### Work to complete
Every record below is to be retyped exactly.

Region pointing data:
────────────────

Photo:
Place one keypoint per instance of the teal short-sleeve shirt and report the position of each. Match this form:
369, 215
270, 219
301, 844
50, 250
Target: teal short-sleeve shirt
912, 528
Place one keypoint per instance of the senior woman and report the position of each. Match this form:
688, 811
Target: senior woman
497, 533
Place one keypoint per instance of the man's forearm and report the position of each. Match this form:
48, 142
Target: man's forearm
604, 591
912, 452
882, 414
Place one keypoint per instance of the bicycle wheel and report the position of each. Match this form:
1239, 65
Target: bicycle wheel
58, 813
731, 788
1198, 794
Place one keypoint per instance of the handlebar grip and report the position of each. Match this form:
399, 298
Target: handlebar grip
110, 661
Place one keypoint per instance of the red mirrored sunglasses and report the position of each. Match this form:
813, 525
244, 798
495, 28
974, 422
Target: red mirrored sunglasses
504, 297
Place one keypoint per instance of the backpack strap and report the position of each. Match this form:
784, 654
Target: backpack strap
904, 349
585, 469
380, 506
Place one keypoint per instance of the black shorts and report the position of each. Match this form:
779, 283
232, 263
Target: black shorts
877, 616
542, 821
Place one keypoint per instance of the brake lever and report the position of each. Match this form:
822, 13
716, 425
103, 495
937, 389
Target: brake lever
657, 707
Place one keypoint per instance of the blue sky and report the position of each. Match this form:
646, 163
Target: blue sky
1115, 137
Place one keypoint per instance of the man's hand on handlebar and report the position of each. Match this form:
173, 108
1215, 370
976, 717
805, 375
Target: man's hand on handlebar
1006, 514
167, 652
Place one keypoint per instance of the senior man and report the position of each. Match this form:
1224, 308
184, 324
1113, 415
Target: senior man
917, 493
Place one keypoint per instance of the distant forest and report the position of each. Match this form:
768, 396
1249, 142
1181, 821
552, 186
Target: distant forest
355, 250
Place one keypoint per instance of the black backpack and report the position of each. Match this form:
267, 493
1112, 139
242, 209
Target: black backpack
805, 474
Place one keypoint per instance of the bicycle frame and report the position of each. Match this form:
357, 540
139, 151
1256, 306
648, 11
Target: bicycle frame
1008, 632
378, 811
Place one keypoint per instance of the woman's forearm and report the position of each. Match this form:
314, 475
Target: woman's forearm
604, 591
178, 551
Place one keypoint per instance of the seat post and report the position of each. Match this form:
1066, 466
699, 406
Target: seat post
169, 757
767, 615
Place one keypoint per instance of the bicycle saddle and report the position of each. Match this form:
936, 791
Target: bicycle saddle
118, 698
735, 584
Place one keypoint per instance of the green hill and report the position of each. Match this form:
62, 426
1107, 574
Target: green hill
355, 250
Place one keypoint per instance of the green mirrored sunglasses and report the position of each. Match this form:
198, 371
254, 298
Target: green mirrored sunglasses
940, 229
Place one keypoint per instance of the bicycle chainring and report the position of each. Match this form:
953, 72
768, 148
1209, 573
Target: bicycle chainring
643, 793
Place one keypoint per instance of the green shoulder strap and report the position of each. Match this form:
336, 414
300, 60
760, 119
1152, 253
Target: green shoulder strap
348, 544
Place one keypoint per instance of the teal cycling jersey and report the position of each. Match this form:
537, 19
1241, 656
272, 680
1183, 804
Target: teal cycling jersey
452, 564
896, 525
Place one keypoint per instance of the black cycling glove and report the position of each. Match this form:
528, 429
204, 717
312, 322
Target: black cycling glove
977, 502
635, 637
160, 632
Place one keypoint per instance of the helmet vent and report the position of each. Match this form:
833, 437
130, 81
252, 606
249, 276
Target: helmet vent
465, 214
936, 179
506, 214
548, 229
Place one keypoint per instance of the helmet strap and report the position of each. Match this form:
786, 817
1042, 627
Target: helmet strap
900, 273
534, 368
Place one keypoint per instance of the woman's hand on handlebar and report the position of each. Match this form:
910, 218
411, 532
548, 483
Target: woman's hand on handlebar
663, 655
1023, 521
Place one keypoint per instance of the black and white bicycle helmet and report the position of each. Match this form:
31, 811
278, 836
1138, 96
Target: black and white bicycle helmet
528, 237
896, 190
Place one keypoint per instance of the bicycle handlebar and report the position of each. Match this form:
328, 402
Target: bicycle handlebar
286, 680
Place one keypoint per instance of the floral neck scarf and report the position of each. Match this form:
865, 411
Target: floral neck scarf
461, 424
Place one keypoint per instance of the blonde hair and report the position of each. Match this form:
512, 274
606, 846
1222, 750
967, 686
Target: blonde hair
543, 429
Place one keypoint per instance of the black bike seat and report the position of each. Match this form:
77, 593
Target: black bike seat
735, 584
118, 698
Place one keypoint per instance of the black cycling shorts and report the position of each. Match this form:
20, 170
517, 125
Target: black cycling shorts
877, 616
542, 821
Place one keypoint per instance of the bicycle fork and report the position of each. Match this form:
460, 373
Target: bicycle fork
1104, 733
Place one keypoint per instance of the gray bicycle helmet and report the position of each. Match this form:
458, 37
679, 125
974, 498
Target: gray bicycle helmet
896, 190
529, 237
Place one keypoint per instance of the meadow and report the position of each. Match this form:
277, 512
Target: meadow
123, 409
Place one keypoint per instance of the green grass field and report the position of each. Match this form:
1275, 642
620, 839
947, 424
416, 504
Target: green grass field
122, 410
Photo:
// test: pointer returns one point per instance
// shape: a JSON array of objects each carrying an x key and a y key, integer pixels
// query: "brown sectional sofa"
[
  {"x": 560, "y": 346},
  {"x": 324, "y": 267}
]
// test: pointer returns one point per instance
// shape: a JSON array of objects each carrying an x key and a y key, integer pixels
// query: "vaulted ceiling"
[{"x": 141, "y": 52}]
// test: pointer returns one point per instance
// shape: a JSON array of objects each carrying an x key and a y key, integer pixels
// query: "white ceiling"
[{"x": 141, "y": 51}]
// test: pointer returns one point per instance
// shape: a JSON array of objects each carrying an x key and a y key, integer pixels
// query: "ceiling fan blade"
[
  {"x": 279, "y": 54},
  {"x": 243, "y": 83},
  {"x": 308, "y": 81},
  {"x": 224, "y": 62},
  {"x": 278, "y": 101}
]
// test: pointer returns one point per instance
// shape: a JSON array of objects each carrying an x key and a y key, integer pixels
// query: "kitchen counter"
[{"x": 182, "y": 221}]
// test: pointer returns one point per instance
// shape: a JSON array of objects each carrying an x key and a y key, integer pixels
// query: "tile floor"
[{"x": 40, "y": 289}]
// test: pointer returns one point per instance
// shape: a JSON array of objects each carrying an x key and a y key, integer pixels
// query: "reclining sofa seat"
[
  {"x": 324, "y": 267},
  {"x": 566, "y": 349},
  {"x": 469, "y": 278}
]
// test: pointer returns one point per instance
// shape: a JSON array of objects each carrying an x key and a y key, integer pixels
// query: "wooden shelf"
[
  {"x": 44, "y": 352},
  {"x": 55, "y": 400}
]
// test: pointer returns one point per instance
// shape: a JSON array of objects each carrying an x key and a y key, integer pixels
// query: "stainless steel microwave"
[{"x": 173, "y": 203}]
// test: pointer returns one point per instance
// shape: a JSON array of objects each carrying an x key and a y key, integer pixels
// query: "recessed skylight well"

────────────────

### Your solution
Photo:
Place one keypoint per instance of the teal short-sleeve shirt and report the position of each. Match this form:
369, 215
270, 219
301, 844
50, 250
Target: teal short-sleeve shirt
912, 528
Place one keypoint per instance of the senior woman and report the position of each. Match this form:
688, 811
Target: senior woman
497, 533
Place one keypoint per instance of the man's forearm and report the position of each. Match this form:
48, 142
Target: man's forearm
604, 591
912, 452
882, 414
Place one keypoint per instance of the bicycle wheel and report the position of each. Match this form:
1239, 65
Target: bicycle wheel
58, 813
731, 788
1198, 794
Place one keypoint per instance of the handlebar grip and report the position of each. Match this form:
399, 298
Target: handlebar grip
110, 661
Place one keypoint per instance of the red mirrored sunglasses and report the position of each. Match this form:
813, 525
244, 798
495, 28
974, 422
Target: red mirrored sunglasses
504, 297
Place one keypoint per instance of the backpack strap and report the position of each. Match this form:
784, 654
Target: backpack strap
904, 349
585, 469
380, 506
Place one keypoint per instance of the black shorts and report the position of each. Match this form:
779, 283
232, 263
Target: black shorts
877, 616
542, 821
Place one keypoint per instance of the brake lever and report the position of each. Match this form:
822, 13
716, 425
103, 495
937, 389
Target: brake lever
657, 707
Place one keypoint per instance of the blue sky and report the position of each. Match this form:
646, 163
Target: blue sky
1115, 137
Place one keypoint per instance of the man's hand on handlebar and report the position of each. Match this form:
173, 108
1215, 370
976, 717
805, 375
Target: man's hand on handlebar
1006, 514
167, 652
Place one keypoint per instance of the senior man and report the position of each. Match this form:
1224, 308
184, 324
1113, 415
Target: senior man
917, 493
Place one keypoint per instance of the distant forest and report the position of each. Match this form:
768, 396
1249, 142
1181, 821
552, 186
Target: distant forest
355, 250
Place one keypoint per instance of the black backpack and report the position of each. Match this form:
267, 493
1112, 139
242, 209
Target: black backpack
805, 474
Place one keypoint per instance of the bicycle frame and report the position of each. Match this form:
357, 540
139, 151
1256, 306
648, 11
Target: bicycle frame
1008, 632
378, 811
Place one keypoint per instance of the woman's forearm and report the position of each. Match this form:
314, 475
Target: woman's forearm
604, 591
178, 551
Place one keypoint per instance of the seat post and report the position of each. Match this form:
1066, 466
699, 406
Target: seat post
169, 757
767, 615
Place one keypoint per instance of the bicycle saddle and report the position of each. Match this form:
936, 791
Target: bicycle saddle
118, 698
735, 584
Place one keypoint per instance of the green hill and report the position of each. Match this form:
62, 426
1107, 574
Target: green hill
355, 250
Place one keypoint per instance of the green mirrored sunglasses and report the position of each. Match this form:
198, 371
254, 298
Target: green mirrored sunglasses
940, 229
Place one keypoint per instance of the bicycle chainring and report the position of each. Match this form:
953, 72
768, 148
1209, 573
Target: bicycle chainring
643, 793
Place one keypoint per instance of the green shoulder strap and report the position of each. Match this form:
336, 414
300, 60
760, 119
1152, 253
Target: green shoulder strap
348, 544
Place one keypoint per instance of the teal cycling jersey and report the position of each. Match this form:
537, 19
1241, 656
272, 680
1183, 804
Target: teal cycling jersey
452, 564
896, 525
Place one keypoint per instance of the black cycling glove and report the position of each. Match this form:
528, 429
204, 717
312, 322
Target: black cycling glove
977, 502
635, 637
160, 632
Place one keypoint per instance of the helmet vent and report the position of each. Match this form:
833, 437
130, 81
252, 606
249, 276
Target: helmet vent
465, 214
936, 179
506, 214
548, 229
Place one keypoint per instance of the helmet strap and report the position of each. Match this form:
786, 817
1042, 627
Target: helmet strap
900, 273
534, 368
Place one keypoint per instance of the woman's hand on handlebar and report the position of each. Match this form:
910, 218
411, 532
548, 483
Target: woman's hand on handlebar
663, 655
1023, 521
Place one keypoint per instance of the black and white bicycle helmet and report the position of each. Match this form:
31, 811
278, 836
1138, 96
Target: black and white bicycle helmet
528, 237
896, 190
Place one keypoint per instance of the bicycle handlebar and report the position of each. Match this form:
328, 402
Target: bicycle handlebar
286, 680
Place one keypoint per instance of the floral neck scarf and report the position of each. Match this form:
865, 411
Target: floral neck scarf
461, 424
Place one keypoint per instance of the blonde hair and report the position of each. Match this form:
512, 274
606, 846
1222, 750
967, 686
Target: blonde hair
543, 429
Place one keypoint per instance of the black bike seat and report the position of each. Match this form:
77, 593
Target: black bike seat
735, 584
118, 698
Place one keypoint per instance of the black cycling shorts and report the position of each. Match this form:
20, 170
517, 125
Target: black cycling shorts
877, 616
542, 821
Place one keypoint per instance of the bicycle fork and report the position of each. Match this form:
460, 373
Target: bicycle fork
1104, 733
Place one keypoint per instance of the gray bicycle helmet and report the position of each. Match this form:
458, 37
679, 125
974, 498
Target: gray bicycle helmet
896, 190
529, 237
Place one keypoint per instance of the meadow and report the position of each. Match this form:
277, 512
Target: meadow
123, 409
Place one keypoint per instance of the green grass field and report the position of each. Match this form:
1275, 642
620, 839
947, 424
416, 504
Target: green grass field
122, 410
Photo:
// test: pointer returns one point per instance
// shape: a JSON array of objects each carrying an x key and a y key, integer pixels
// query: "brown sectional sofa"
[
  {"x": 560, "y": 346},
  {"x": 324, "y": 267}
]
// test: pointer returns one point per instance
// shape: a JSON array of objects each carrying an x key and a y key, integer pixels
// query: "vaulted ceiling"
[{"x": 141, "y": 52}]
// test: pointer returns one point per instance
// shape: a JSON array of objects each carrying an x key and a y key, integer pixels
// query: "white ceiling"
[{"x": 141, "y": 51}]
// test: pointer returns one point per instance
// shape: a JSON array of objects each carrying an x key and a y key, integer pixels
// query: "ceiling fan blade"
[
  {"x": 279, "y": 54},
  {"x": 243, "y": 83},
  {"x": 308, "y": 81},
  {"x": 224, "y": 62},
  {"x": 278, "y": 101}
]
// test: pointer returns one point per instance
// shape: a JSON array of objects each carrying an x key and a y key, integer pixels
// query: "kitchen counter"
[{"x": 182, "y": 221}]
// test: pointer returns one point per instance
// shape: a JSON array of objects each carrying an x key and a y key, integer pixels
// query: "tile floor"
[{"x": 40, "y": 289}]
// test: pointer returns one point per instance
// shape: a JSON array of objects each carrying an x key and a y key, integer pixels
// query: "reclining sofa seat"
[
  {"x": 324, "y": 267},
  {"x": 566, "y": 349},
  {"x": 469, "y": 278}
]
// test: pointer returns one point per instance
// shape: a JSON array of objects each carrying an x key and a y key, integer pixels
// query: "wooden shelf"
[
  {"x": 44, "y": 352},
  {"x": 55, "y": 400}
]
// test: pointer returns one point per instance
// shape: a JSON array of objects each carrying an x key and a y key, integer pixels
// query: "stainless steel microwave"
[{"x": 173, "y": 203}]
// test: pointer returns one point per instance
// shape: a JSON array of objects each carrying an x key and a y key, integer pixels
// query: "recessed skylight well"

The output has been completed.